• _Provided data_:
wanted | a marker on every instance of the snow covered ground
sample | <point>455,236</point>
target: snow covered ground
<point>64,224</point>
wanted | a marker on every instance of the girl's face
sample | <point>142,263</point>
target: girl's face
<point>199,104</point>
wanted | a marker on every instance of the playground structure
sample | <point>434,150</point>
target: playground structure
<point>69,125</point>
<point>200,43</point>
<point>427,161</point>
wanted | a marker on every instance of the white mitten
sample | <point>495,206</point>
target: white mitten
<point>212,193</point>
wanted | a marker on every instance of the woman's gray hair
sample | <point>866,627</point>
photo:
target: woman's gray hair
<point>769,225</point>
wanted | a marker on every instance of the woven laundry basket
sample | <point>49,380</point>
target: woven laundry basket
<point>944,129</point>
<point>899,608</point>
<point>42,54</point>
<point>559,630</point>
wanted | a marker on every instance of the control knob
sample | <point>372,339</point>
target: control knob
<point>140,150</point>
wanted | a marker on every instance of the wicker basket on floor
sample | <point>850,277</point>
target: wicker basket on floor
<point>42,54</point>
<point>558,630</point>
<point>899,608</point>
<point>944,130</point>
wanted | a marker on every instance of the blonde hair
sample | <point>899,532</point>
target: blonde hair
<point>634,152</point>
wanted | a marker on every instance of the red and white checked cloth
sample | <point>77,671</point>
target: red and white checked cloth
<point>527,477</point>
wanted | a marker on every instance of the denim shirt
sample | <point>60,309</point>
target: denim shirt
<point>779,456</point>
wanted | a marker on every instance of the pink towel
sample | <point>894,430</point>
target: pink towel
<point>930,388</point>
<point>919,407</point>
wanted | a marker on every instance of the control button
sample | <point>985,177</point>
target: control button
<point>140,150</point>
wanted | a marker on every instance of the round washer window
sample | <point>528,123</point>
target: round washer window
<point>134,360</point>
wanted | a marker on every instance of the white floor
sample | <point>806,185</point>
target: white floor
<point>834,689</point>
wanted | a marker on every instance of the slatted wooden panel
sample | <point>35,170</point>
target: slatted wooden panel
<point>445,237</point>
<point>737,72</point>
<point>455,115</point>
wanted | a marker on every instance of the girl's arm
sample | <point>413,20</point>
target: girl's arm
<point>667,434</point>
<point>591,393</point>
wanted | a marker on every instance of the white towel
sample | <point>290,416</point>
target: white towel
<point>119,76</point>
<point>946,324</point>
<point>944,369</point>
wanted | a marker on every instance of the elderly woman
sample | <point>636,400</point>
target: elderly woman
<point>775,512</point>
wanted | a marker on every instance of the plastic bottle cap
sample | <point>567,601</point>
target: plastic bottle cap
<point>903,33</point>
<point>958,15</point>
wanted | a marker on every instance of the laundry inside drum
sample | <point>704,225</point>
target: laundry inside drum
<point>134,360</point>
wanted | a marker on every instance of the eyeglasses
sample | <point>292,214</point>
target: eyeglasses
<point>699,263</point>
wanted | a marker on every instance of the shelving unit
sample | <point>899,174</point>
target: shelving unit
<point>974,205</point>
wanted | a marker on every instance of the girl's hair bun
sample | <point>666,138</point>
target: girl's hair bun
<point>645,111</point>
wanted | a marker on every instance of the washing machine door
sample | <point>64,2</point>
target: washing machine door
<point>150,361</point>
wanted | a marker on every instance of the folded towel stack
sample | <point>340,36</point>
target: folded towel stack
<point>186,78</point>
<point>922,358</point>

• _Task details_:
Put every line of the material above into a JSON list of strings, one string per line, leaving out blank lines.

• _Response below_:
[
  "wanted | a marker on every instance of the snow covered ground",
  "sample | <point>455,236</point>",
  "target: snow covered ground",
  "<point>64,224</point>",
  "wanted | a marker on every instance of the girl's face",
  "sample | <point>142,263</point>",
  "target: girl's face",
  "<point>199,104</point>",
  "wanted | a marker on every instance of the playground structure",
  "sample | <point>434,150</point>",
  "target: playground structure",
  "<point>69,125</point>",
  "<point>200,43</point>",
  "<point>427,161</point>",
  "wanted | a marker on every instance of the white mitten",
  "sample | <point>495,206</point>",
  "target: white mitten",
  "<point>212,193</point>",
  "wanted | a marker on every instance of the woman's gray hair",
  "sample | <point>866,627</point>",
  "photo:",
  "target: woman's gray hair",
  "<point>769,225</point>",
  "wanted | a marker on every instance of the woven laundry basket",
  "sample | <point>49,380</point>",
  "target: woven laundry basket",
  "<point>944,129</point>",
  "<point>899,608</point>",
  "<point>42,54</point>",
  "<point>559,630</point>",
  "wanted | a marker on every instance of the control knob",
  "sample | <point>372,339</point>",
  "target: control knob",
  "<point>140,150</point>",
  "wanted | a marker on every instance of the wicker basket on floor",
  "sample | <point>850,277</point>",
  "target: wicker basket on floor",
  "<point>42,54</point>",
  "<point>558,630</point>",
  "<point>899,608</point>",
  "<point>944,130</point>",
  "wanted | a marker on every instance of the blonde hair",
  "sample | <point>899,532</point>",
  "target: blonde hair",
  "<point>634,152</point>",
  "wanted | a marker on every instance of the red and white checked cloth",
  "sample | <point>77,671</point>",
  "target: red and white checked cloth",
  "<point>527,477</point>",
  "wanted | a marker on every instance of the denim shirt",
  "sample | <point>60,309</point>",
  "target: denim shirt",
  "<point>779,456</point>",
  "wanted | a marker on every instance of the pink towel",
  "sample | <point>894,430</point>",
  "target: pink towel",
  "<point>930,388</point>",
  "<point>919,407</point>",
  "wanted | a marker on every instance of the control button",
  "sample | <point>985,177</point>",
  "target: control button",
  "<point>140,150</point>",
  "wanted | a marker on every instance of the round washer window",
  "sample | <point>528,123</point>",
  "target: round washer window",
  "<point>134,360</point>",
  "wanted | a marker on every instance of the white floor",
  "sample | <point>806,185</point>",
  "target: white floor",
  "<point>834,689</point>",
  "wanted | a marker on every instance of the slatted wooden panel",
  "sample | <point>35,170</point>",
  "target: slatted wooden panel",
  "<point>445,237</point>",
  "<point>737,72</point>",
  "<point>455,115</point>",
  "wanted | a marker on every instance of the girl's arm",
  "sample | <point>413,20</point>",
  "target: girl's arm",
  "<point>667,434</point>",
  "<point>591,393</point>",
  "wanted | a marker on every instance of the white towel",
  "sample | <point>290,416</point>",
  "target: white towel",
  "<point>119,76</point>",
  "<point>946,324</point>",
  "<point>944,369</point>",
  "wanted | a marker on every instance of the elderly woman",
  "sample | <point>636,400</point>",
  "target: elderly woman",
  "<point>775,512</point>",
  "wanted | a marker on every instance of the plastic bottle cap",
  "sample | <point>567,601</point>",
  "target: plastic bottle cap",
  "<point>903,33</point>",
  "<point>958,15</point>",
  "wanted | a marker on every instance of the laundry inside drum",
  "sample | <point>704,225</point>",
  "target: laundry inside drum",
  "<point>134,360</point>",
  "wanted | a marker on every instance of the eyeglasses",
  "sample | <point>292,214</point>",
  "target: eyeglasses",
  "<point>699,263</point>",
  "wanted | a marker on every instance of the shelving unit",
  "sample | <point>899,174</point>",
  "target: shelving unit",
  "<point>974,205</point>",
  "wanted | a marker on every instance of the girl's hair bun",
  "sample | <point>666,138</point>",
  "target: girl's hair bun",
  "<point>645,111</point>",
  "wanted | a marker on every instance of the washing machine door",
  "sample | <point>64,2</point>",
  "target: washing machine door",
  "<point>150,361</point>",
  "wanted | a marker on every instance of the folded towel stack",
  "sample | <point>340,36</point>",
  "target: folded towel stack",
  "<point>186,78</point>",
  "<point>922,358</point>"
]